- Source extract -

= = = = =

NTFS is pointlessly slow, so bypassing the VFS provides a decent speedup in exchange for the ridiculous fragility.

Linux doesn’t have the same issue, and I’d be quite concerned if an application like this needed root access to function.


I think you underestimate how much of a speedup we're talking about: it can pull in the entire filesystem in a couple seconds on a multi TB volume with Bs of files. I have yet to see anything in the linux world (including the OP) that comes anywhere near this performance level via tree walking.


I want to take this opportunity to recommend the talk "NTFS isn't that bad" (https://www.youtube.com/watch?v=qbKGw8MQ0i8). NTFS prefers a different access pattern than most usual file systems. I remember that a part of the talk was about speed-ups on Linux as well. So even if it doesn't sway your opinion it should enhance your perspective on how file systems work.


The issue usually isn't NTFS, but the other layers in the I/O stack.

NTFS-the-on-disk-structure by itself can easily provide setup comparable to XFS realtime extensions.


If you do like WinDirStat, there's a good Linux equivalent called QDirStat: https://github.com/shundhammer/qdirstat


There is a fork of Windirstat that also reads the NTFS MFT as well https://github.com/ariccio/altWinDirStat


> it works by directly reading the NTFS tables rather than spidering through the directories

Maybe I'm just ignorant of linux filesystems, but this seems like the obvious thing to do. Do ext and friends not have a file table like this?


> I don't know why one ordering is better than the other, but the difference is pretty drastic.

I have the suspicion that some file systems store stat info next to the getdents entries.

Thus cache locality would kick in if you stat a file after receiving it via getdents (and counterintuitively, smaller getdents buffers make it faster then). Also in such cases it would be important to not sort combined getdents outputs before starting (which would destroy the locality again).

= = = = =

- Data supplied -
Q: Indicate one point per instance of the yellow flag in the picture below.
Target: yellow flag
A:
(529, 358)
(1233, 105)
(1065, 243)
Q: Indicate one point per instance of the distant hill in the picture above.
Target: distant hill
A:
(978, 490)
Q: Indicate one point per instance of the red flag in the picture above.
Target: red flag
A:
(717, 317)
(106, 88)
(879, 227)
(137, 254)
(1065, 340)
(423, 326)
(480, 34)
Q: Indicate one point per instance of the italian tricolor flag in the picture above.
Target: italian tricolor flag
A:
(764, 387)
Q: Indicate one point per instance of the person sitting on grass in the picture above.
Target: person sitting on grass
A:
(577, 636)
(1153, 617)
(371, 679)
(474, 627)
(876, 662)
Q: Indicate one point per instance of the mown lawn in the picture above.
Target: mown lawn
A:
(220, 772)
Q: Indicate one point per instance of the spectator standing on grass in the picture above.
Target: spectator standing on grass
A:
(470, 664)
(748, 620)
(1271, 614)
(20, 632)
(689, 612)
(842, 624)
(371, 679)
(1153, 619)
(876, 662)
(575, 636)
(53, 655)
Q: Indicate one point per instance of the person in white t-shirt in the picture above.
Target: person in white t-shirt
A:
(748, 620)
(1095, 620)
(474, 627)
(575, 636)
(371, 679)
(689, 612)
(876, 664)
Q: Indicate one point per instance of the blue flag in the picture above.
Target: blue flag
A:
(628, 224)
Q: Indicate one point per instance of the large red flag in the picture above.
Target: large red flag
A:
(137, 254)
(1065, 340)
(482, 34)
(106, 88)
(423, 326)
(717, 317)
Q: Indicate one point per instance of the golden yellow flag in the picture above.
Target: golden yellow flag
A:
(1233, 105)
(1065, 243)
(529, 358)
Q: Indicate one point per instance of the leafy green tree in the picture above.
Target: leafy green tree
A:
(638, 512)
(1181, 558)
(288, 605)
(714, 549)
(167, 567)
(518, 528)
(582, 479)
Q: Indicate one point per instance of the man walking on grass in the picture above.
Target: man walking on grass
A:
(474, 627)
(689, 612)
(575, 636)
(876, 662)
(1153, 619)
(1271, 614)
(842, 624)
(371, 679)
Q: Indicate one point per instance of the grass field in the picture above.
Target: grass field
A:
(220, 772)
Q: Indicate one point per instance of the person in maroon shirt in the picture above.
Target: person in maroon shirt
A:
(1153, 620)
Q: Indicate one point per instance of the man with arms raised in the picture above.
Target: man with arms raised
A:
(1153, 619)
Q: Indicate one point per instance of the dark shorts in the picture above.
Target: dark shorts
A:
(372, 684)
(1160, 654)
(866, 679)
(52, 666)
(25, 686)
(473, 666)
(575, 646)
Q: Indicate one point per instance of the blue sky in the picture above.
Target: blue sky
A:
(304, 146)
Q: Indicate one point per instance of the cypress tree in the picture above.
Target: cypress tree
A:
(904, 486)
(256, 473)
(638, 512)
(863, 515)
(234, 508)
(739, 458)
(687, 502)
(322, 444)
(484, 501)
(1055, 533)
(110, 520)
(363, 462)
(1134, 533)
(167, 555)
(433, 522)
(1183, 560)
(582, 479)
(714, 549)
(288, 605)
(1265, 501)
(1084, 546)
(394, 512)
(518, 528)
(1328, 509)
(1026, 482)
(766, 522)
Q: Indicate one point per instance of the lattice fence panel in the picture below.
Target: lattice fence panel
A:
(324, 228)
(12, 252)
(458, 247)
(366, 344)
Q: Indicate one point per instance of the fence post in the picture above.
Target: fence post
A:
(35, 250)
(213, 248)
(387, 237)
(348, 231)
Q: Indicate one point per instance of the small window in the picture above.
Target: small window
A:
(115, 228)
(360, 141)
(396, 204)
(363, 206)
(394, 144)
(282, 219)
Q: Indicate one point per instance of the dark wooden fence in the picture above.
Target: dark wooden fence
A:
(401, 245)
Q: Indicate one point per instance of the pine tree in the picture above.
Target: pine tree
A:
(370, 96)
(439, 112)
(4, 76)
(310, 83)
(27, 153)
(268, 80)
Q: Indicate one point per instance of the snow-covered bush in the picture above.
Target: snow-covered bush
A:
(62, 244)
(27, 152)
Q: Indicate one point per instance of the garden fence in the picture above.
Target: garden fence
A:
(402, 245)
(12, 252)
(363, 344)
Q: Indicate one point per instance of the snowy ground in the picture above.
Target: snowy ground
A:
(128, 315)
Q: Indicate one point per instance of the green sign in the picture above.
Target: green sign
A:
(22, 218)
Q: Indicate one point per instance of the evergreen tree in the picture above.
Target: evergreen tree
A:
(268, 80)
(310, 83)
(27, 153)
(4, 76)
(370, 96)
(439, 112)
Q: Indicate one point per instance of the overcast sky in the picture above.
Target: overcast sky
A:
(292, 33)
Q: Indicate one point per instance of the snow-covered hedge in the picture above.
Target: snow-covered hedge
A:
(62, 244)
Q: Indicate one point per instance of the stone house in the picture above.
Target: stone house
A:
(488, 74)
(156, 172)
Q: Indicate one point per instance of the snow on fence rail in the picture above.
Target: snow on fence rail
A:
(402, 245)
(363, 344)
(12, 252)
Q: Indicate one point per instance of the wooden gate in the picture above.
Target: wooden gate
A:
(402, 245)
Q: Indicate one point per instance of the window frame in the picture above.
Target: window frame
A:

= = = = =

- What you will do -
• a. Copy from the NTFS thread the passage that starts with "NTFS is pointlessly" and ends with "access to function.".
• b. Resume the NTFS discussion after its final sentence and keep writing it in the same style.

- Outputs -
• a.
NTFS is pointlessly slow, so bypassing the VFS provides a decent speedup in exchange for the ridiculous fragility.

Linux doesn’t have the same issue, and I’d be quite concerned if an application like this needed root access to function.

• b.
I found such a situation with CephFS but don't know what the layout is for common local file systems.


It's also interesting that the perf report for running dut on my homedir shows that it spends virtually all of the time looking for, not finding, and inserting entries in dentry cache slabs, where the entries are never found again, only inserted :-/ Great cache management by the kernel there.

ETA: Apparently the value in /proc/sys/vm/vfs_cache_pressure makes a huge difference. With the default of 100, my dentry and inode caches never grow large enough to contain the ~15M entries in my homedir. Dentry slabs get reclaimed to stay < 1% of system RAM, while the xfs_inode slab cache grows to the correct size. The threads in dut are pointless in this case because the access to the xfs inodes serializes.

If I set this kernel param to 15, then the caches grow to accommodate the tens of millions of inodes in my homedir. Ultimately the slab caches occupy 20GB of RAM! When the caches are working the threading in dut is moderately effective, job finishes in 5s with 200% CPU time.


Are you referring to the kmem_cache_alloc calls in the profile? If so, that's all in kernel space and there's nothing I can do about it.

https://share.firefox.dev/3XT9L7P


No, see how your profiles have `lookup_fast` at the leaves? Mine has `__lookup_slow` and it is slow indeed.


I just saw your edit. You have WAY more stuff under your home directory than I do. I only have ~2.5M inodes on both my laptop drives combined. The difference in the buff/cache output of `free` before and after running `dut` is only 1 GB for me.

Also, TIL about that kernel parameter, thanks!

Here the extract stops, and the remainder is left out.